- **WORK REQUEST**:
In the entries below, identify every line with the string "provide" and copy it.

Segment Start: RECORD SET

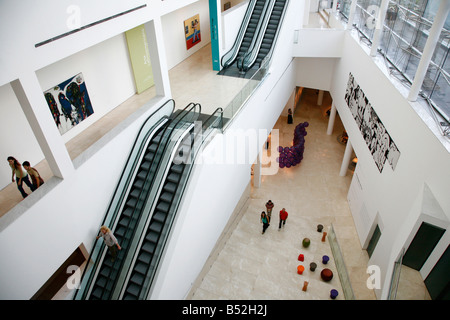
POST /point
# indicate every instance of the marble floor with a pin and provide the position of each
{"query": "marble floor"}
(252, 265)
(264, 266)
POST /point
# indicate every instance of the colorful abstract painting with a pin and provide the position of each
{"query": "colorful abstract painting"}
(69, 103)
(192, 31)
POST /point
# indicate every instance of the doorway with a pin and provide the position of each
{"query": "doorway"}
(438, 281)
(374, 240)
(422, 245)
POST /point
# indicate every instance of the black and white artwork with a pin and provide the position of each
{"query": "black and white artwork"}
(378, 140)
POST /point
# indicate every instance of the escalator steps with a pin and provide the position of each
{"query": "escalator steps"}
(155, 226)
(173, 177)
(170, 187)
(151, 237)
(133, 289)
(138, 279)
(149, 247)
(163, 207)
(145, 257)
(167, 196)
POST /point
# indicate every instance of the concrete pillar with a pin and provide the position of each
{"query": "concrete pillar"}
(381, 16)
(257, 172)
(351, 15)
(335, 5)
(306, 12)
(331, 119)
(320, 98)
(31, 98)
(433, 37)
(347, 158)
(158, 58)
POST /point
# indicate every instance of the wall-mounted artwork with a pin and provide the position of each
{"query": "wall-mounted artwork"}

Segment End: RECORD SET

- **EXERCISE RESULT**:
# indicate every instance of the marble floor with a pin and provide the position of each
# indicate every instance of the colorful abstract painting with a pin and provide the position of each
# indicate every instance of the doorway with a pin and provide the position of each
# indicate every instance of the black and white artwork with a pin and provide the position of each
# indicate every instance of the escalator steps with a pin and provide the position of each
# indicate every instance of the concrete pillar with a pin and provide the position of each
# indicate every instance of the wall-mounted artwork with a pin and provide the position of each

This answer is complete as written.